— begin Data for processing —
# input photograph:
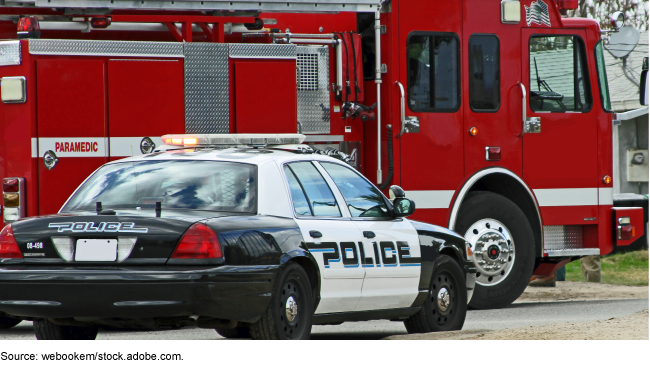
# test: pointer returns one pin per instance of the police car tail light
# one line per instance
(13, 199)
(199, 242)
(232, 139)
(8, 245)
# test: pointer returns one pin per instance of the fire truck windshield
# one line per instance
(197, 185)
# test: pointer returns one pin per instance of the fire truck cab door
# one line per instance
(430, 166)
(560, 134)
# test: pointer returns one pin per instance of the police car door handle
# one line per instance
(369, 234)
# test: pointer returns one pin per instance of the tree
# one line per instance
(636, 12)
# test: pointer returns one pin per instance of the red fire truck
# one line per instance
(487, 112)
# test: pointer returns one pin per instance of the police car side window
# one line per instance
(300, 203)
(320, 199)
(361, 197)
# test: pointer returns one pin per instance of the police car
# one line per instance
(252, 235)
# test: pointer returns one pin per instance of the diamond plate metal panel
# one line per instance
(207, 96)
(282, 51)
(104, 48)
(10, 53)
(562, 238)
(313, 89)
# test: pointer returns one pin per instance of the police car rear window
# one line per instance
(198, 185)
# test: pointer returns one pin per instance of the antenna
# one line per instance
(623, 42)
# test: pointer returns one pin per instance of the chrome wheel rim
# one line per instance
(493, 251)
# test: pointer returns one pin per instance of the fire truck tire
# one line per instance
(289, 314)
(237, 332)
(6, 322)
(504, 248)
(46, 330)
(446, 305)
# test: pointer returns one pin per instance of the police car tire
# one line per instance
(292, 281)
(46, 330)
(6, 322)
(447, 274)
(237, 332)
(482, 205)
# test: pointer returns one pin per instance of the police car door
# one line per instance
(391, 248)
(330, 236)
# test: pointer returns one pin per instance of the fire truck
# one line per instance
(489, 113)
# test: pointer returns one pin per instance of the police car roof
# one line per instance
(248, 155)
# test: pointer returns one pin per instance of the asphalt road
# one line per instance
(515, 315)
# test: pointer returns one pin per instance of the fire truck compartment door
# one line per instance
(71, 123)
(266, 96)
(145, 99)
(560, 161)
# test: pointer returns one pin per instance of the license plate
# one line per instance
(96, 250)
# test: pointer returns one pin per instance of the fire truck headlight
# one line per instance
(147, 145)
(13, 90)
(50, 160)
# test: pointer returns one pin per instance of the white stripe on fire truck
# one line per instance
(70, 147)
(129, 146)
(89, 146)
(431, 199)
(566, 197)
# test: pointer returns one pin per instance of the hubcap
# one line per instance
(291, 309)
(493, 250)
(443, 299)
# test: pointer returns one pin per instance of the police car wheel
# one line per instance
(237, 332)
(503, 248)
(289, 314)
(446, 305)
(46, 330)
(6, 322)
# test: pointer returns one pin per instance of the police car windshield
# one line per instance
(198, 185)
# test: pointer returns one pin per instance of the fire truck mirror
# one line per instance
(50, 160)
(643, 91)
(147, 145)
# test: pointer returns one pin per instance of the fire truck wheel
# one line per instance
(503, 248)
(237, 332)
(289, 314)
(446, 305)
(6, 322)
(46, 330)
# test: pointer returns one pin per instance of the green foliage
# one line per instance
(629, 268)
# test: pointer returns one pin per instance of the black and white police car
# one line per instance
(259, 242)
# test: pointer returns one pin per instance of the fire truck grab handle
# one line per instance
(523, 108)
(402, 112)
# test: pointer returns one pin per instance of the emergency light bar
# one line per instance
(190, 140)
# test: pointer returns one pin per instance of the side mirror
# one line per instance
(643, 89)
(403, 207)
(396, 192)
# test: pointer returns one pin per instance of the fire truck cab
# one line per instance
(488, 113)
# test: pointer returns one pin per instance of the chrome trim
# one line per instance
(30, 302)
(146, 302)
(473, 179)
(71, 47)
(576, 252)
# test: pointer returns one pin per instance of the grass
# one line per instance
(629, 268)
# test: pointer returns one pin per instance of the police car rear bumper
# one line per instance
(226, 292)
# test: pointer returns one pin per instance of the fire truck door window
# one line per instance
(433, 72)
(602, 78)
(484, 73)
(320, 199)
(559, 81)
(361, 197)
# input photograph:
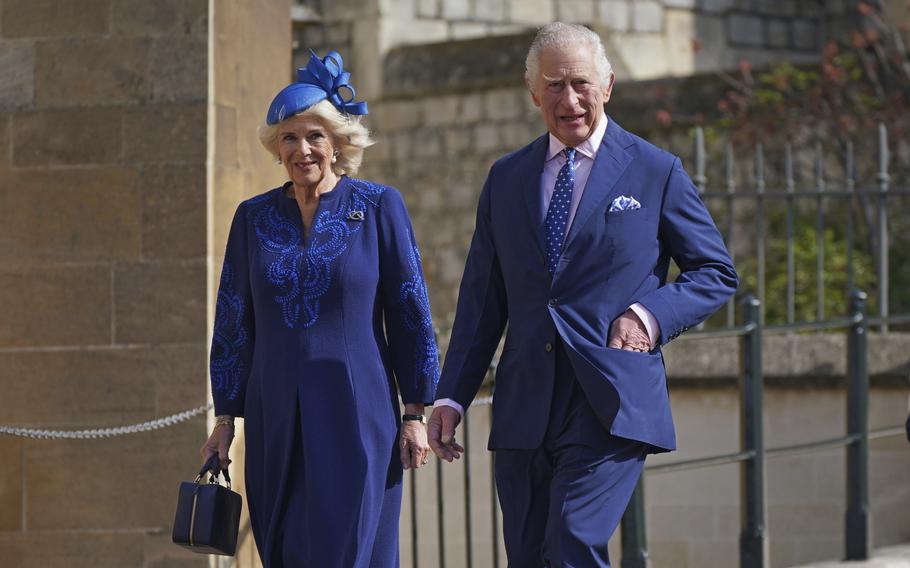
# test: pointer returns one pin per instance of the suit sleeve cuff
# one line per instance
(650, 322)
(452, 403)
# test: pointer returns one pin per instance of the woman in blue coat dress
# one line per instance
(322, 320)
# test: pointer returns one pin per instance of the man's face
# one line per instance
(569, 93)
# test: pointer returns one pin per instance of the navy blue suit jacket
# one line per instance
(610, 261)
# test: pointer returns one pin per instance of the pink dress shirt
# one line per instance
(585, 154)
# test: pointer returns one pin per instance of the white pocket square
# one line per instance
(624, 203)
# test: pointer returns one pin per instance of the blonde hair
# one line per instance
(559, 34)
(348, 135)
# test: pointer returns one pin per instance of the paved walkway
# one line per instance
(888, 557)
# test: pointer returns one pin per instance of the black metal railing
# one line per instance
(743, 215)
(751, 456)
(753, 453)
(750, 234)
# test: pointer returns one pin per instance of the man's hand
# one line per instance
(413, 444)
(629, 333)
(441, 430)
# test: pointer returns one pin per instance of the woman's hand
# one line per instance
(413, 444)
(219, 443)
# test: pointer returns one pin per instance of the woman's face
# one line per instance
(306, 150)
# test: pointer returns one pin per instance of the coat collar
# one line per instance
(530, 169)
(612, 160)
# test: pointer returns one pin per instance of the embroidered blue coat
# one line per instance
(314, 340)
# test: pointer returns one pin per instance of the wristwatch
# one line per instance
(415, 417)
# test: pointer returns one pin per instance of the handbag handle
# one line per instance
(212, 466)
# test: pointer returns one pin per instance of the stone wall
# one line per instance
(110, 224)
(693, 517)
(645, 39)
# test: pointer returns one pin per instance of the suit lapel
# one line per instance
(529, 171)
(609, 165)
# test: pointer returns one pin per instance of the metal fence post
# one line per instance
(857, 524)
(753, 542)
(884, 156)
(634, 539)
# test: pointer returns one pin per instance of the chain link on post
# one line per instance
(753, 541)
(857, 537)
(156, 424)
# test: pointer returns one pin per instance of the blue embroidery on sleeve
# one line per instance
(305, 275)
(230, 337)
(415, 308)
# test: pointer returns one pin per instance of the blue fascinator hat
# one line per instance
(321, 79)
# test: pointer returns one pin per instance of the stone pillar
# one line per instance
(127, 136)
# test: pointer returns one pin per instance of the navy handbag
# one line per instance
(208, 514)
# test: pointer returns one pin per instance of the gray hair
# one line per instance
(559, 34)
(348, 135)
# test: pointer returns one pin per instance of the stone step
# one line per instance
(888, 557)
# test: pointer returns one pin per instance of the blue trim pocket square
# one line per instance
(624, 203)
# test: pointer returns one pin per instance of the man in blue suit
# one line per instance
(571, 248)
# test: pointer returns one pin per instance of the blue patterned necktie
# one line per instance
(558, 211)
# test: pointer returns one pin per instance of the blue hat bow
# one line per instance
(321, 79)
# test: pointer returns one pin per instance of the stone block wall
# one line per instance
— end Data for processing —
Convert every line of the records into a numbered list, omitting blank lines and leaving out the pictures.

1. # input photograph:
2. # test: pointer returns one pin per instance of the police car tail light
3. # one line per instance
4. (13, 199)
5. (199, 242)
6. (232, 139)
7. (8, 245)
8. # test: pointer returns one pin per instance of the fire truck windshield
9. # one line per instance
10. (197, 185)
11. # test: pointer returns one pin per instance of the fire truck cab door
12. # one line per instance
13. (430, 166)
14. (560, 134)
15. # test: pointer returns one pin per instance of the police car door handle
16. # one line per instance
17. (369, 234)
18. # test: pointer returns one pin per instance of the tree
19. # one line per instance
20. (636, 12)
21. # test: pointer returns one pin per instance of the red fire truck
22. # one line per instance
23. (487, 112)
24. # test: pointer returns one pin per instance of the police car side window
25. # one line per instance
26. (300, 203)
27. (320, 199)
28. (361, 197)
29. # test: pointer returns one pin per instance of the police car
30. # one line per instance
31. (252, 235)
32. # test: pointer returns one pin per instance of the diamond plate metal panel
33. # one line per instance
34. (207, 96)
35. (282, 51)
36. (104, 48)
37. (10, 53)
38. (562, 238)
39. (313, 89)
40. # test: pointer returns one pin per instance of the police car rear window
41. # one line per instance
42. (198, 185)
43. # test: pointer returns one pin per instance of the antenna
44. # one line per instance
45. (623, 42)
46. # test: pointer returns one pin per instance of the chrome wheel rim
47. # one line per instance
48. (493, 251)
49. # test: pointer returns one pin per instance of the fire truck tire
50. # one line per instance
51. (289, 314)
52. (237, 332)
53. (6, 322)
54. (504, 248)
55. (46, 330)
56. (446, 305)
57. # test: pointer returns one pin per instance of the police car tire
58. # one line per instance
59. (292, 281)
60. (46, 330)
61. (6, 322)
62. (447, 274)
63. (237, 332)
64. (482, 205)
65. # test: pointer returns one pin per instance of the police car door
66. # one line per instance
67. (391, 248)
68. (330, 236)
69. # test: pointer returns one pin per instance of the fire truck
70. # one line per instance
71. (489, 113)
72. # test: pointer returns one pin per instance of the police car roof
73. # one line per instance
74. (248, 155)
75. # test: pointer returns one pin per instance of the asphalt road
76. # one line per instance
77. (515, 315)
78. # test: pointer returns one pin per instance of the fire truck compartment door
79. # one line per instance
80. (71, 123)
81. (266, 96)
82. (145, 99)
83. (560, 161)
84. # test: pointer returns one pin per instance of the license plate
85. # one line per instance
86. (96, 250)
87. # test: pointer returns one pin per instance of the fire truck headlight
88. # one line per instance
89. (147, 145)
90. (13, 90)
91. (50, 160)
92. # test: pointer returns one pin per instance of the white stripe on fire truck
93. # one line per instance
94. (70, 147)
95. (129, 146)
96. (89, 146)
97. (431, 199)
98. (566, 197)
99. # test: pointer returns one pin per instance of the hubcap
100. # one line per instance
101. (291, 309)
102. (493, 250)
103. (443, 299)
104. # test: pointer returns one pin per instance of the police car wheel
105. # one line per instance
106. (237, 332)
107. (503, 248)
108. (289, 314)
109. (446, 305)
110. (46, 330)
111. (6, 322)
112. # test: pointer returns one pin per instance of the police car windshield
113. # one line per instance
114. (198, 185)
115. # test: pointer returns one pin per instance of the fire truck mirror
116. # one line per instance
117. (50, 160)
118. (643, 91)
119. (147, 145)
120. # test: pointer returns one pin per instance of the fire truck wheel
121. # one line per instance
122. (503, 248)
123. (237, 332)
124. (289, 314)
125. (446, 305)
126. (6, 322)
127. (46, 330)
128. # test: pointer returns one pin per instance of the green foliage
129. # one line per instance
130. (629, 268)
131. # test: pointer returns one pin per instance of the black and white police car
132. # one line per instance
133. (259, 242)
134. # test: pointer returns one pin per instance of the fire truck grab handle
135. # one line per instance
136. (523, 108)
137. (402, 112)
138. # test: pointer returns one pin per instance of the emergency light bar
139. # one line per instance
140. (190, 140)
141. # test: pointer returns one pin per instance of the side mirror
142. # one line per instance
143. (643, 89)
144. (403, 207)
145. (396, 192)
146. # test: pointer returns one pin per instance of the fire truck cab
147. # one line per instance
148. (488, 113)
149. # test: pointer returns one pin per instance of the chrome trim
150. # one line per instance
151. (30, 302)
152. (146, 302)
153. (473, 179)
154. (71, 47)
155. (576, 252)
156. # test: pointer returns one pin per instance of the grass
157. # one line per instance
158. (629, 268)
159. # test: pointer returns one pin per instance of the police car rear bumper
160. # one line per instance
161. (226, 292)
162. # test: pointer returns one pin per instance of the fire truck door window
163. # one line per instance
164. (433, 72)
165. (602, 78)
166. (484, 73)
167. (320, 199)
168. (559, 81)
169. (361, 197)
170. # input photograph:
171. # test: pointer returns one pin per instance of the suit sleeve cuff
172. # one line per instance
173. (650, 322)
174. (452, 403)
175. # test: pointer returns one pin per instance of the woman in blue coat dress
176. # one line per instance
177. (322, 320)
178. # test: pointer returns one pin per instance of the man's face
179. # one line per instance
180. (569, 93)
181. # test: pointer returns one pin per instance of the navy blue suit jacket
182. # one line per instance
183. (610, 261)
184. # test: pointer returns one pin per instance of the pink dress shirt
185. # one line per instance
186. (585, 154)
187. # test: pointer returns one pin per instance of the white pocket square
188. # one line per instance
189. (624, 203)
190. # test: pointer returns one pin per instance of the blonde hair
191. # one line per instance
192. (559, 34)
193. (348, 135)
194. # test: pointer returns one pin per instance of the paved walkway
195. # one line per instance
196. (888, 557)
197. # test: pointer returns one pin per instance of the black metal railing
198. # one line per instance
199. (743, 215)
200. (751, 456)
201. (753, 453)
202. (750, 234)
203. # test: pointer returns one pin per instance of the man's hand
204. # one line per instance
205. (413, 444)
206. (629, 333)
207. (441, 430)
208. # test: pointer returns one pin per instance of the woman's hand
209. # one line per instance
210. (413, 444)
211. (219, 443)
212. # test: pointer returns one pin per instance of the woman's face
213. # one line per instance
214. (306, 150)
215. # test: pointer returns one pin per instance of the coat collar
216. # one line per instance
217. (530, 169)
218. (612, 160)
219. # test: pointer returns one pin per instance of the embroidered blue coat
220. # one line per instance
221. (314, 340)
222. # test: pointer returns one pin per instance of the wristwatch
223. # one line per instance
224. (415, 417)
225. # test: pointer returns one pin per instance of the handbag handle
226. # one line per instance
227. (212, 466)
228. # test: pointer returns one pin per instance of the stone wall
229. # one line per instance
230. (110, 224)
231. (693, 517)
232. (645, 39)
233. # test: pointer returns one pin per instance of the suit lapel
234. # one line per instance
235. (529, 171)
236. (609, 165)
237. # test: pointer returns one pin per instance of the metal fence post
238. # one line per instance
239. (857, 524)
240. (753, 542)
241. (884, 156)
242. (634, 539)
243. # test: pointer returns one pin per instance of the chain link on post
244. # one line per instance
245. (753, 541)
246. (857, 537)
247. (156, 424)
248. # test: pointer returns one pin per instance of the blue embroidery on sleeve
249. # one line per instance
250. (305, 275)
251. (230, 337)
252. (415, 308)
253. # test: pointer returns one pin per instance of the blue fascinator hat
254. # one line per instance
255. (321, 79)
256. # test: pointer returns one pin per instance of the stone pillar
257. # one line per instance
258. (127, 136)
259. # test: pointer returns one pin per instance of the navy handbag
260. # one line per instance
261. (208, 514)
262. # test: pointer returns one pin per instance of the gray hair
263. # one line per instance
264. (559, 34)
265. (348, 135)
266. # test: pointer returns one pin per instance of the stone step
267. # one line per instance
268. (888, 557)
269. # test: pointer returns one pin per instance of the blue trim pocket square
270. # one line per instance
271. (624, 203)
272. # test: pointer returns one pin per instance of the man in blue suit
273. # one line per instance
274. (571, 248)
275. # test: pointer returns one pin per instance of the blue patterned necktie
276. # one line per instance
277. (558, 211)
278. # test: pointer returns one pin per instance of the blue hat bow
279. # one line per instance
280. (321, 79)
281. # test: pointer returns one pin per instance of the stone block wall
282. # one line per instance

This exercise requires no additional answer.